(Point-per-instance localization data)

───

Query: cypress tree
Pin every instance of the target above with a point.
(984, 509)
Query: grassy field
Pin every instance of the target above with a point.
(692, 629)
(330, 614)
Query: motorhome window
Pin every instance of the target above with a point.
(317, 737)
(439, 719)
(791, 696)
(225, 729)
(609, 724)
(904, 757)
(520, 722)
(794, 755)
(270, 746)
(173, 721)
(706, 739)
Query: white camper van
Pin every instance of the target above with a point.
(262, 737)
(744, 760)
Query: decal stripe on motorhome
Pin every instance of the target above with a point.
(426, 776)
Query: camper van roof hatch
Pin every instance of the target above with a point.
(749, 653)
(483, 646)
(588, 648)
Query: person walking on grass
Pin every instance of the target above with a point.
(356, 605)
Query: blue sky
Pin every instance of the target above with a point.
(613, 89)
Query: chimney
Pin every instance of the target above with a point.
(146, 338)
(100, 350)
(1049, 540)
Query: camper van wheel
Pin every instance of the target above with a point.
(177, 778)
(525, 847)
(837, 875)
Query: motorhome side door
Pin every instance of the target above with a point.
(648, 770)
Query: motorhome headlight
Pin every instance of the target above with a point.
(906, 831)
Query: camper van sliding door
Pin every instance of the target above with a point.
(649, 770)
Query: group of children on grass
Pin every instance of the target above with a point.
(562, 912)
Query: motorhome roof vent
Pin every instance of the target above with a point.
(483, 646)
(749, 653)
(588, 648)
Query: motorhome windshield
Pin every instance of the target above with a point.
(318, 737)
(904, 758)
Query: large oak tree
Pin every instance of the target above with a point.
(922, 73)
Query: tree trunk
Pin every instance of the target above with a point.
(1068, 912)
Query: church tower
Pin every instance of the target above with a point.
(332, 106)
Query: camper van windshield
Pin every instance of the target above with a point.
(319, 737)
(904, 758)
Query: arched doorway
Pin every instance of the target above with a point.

───

Exercise requirements ▸ The required output is the complete set of records, reproduced exactly.

Solution to the problem ▸
Query: cypress tree
Pin every instance of the target above with a point.
(984, 509)
Query: grassy field
Pin every instance of the target above with a point.
(692, 629)
(330, 614)
Query: motorhome window
Pin every instance of the target above with a point.
(317, 737)
(439, 719)
(791, 696)
(225, 729)
(609, 724)
(904, 757)
(520, 722)
(794, 755)
(270, 746)
(173, 721)
(706, 739)
Query: white camper van
Pin every instance of the target above with a point.
(262, 737)
(744, 760)
Query: decal stripe on motorhome
Pin every instance of the target above with a point.
(426, 776)
Query: camper van roof hatch
Pin every instance of the target above with a point.
(749, 653)
(483, 646)
(588, 648)
Query: person walking on grass
Pin every instance of the target above with a point.
(356, 605)
Query: blue sky
Pin every instance of the target above with a point.
(613, 89)
Query: chimney
Pin every instance of the target above with a point.
(146, 338)
(100, 350)
(1049, 540)
Query: camper van wheel
Pin every instance of the target above with a point.
(177, 778)
(525, 847)
(837, 875)
Query: motorhome side door
Pin every instance of the target above with a point.
(648, 770)
Query: motorhome headlight
Pin every instance of the target above with a point.
(906, 831)
Query: camper van sliding door
Pin every instance of the target above with a point.
(649, 770)
Query: group of children on grass
Pin every instance of the target above with a point.
(562, 912)
Query: motorhome roof vent
Pin every instance of the target above with a point.
(483, 646)
(749, 653)
(588, 648)
Query: motorhome windshield
Pin every instance of the target above with a point.
(318, 737)
(904, 758)
Query: large oak tree
Pin every instance of the target above with a point.
(922, 73)
Query: tree trunk
Pin every instance of the target above with a point.
(1068, 912)
Query: church tower
Pin every instance of the target above with a point.
(332, 106)
Query: camper van windshield
Pin every instance of the target above with a point.
(319, 737)
(904, 758)
Query: arched doorway
Pin every instance of the target above with a point.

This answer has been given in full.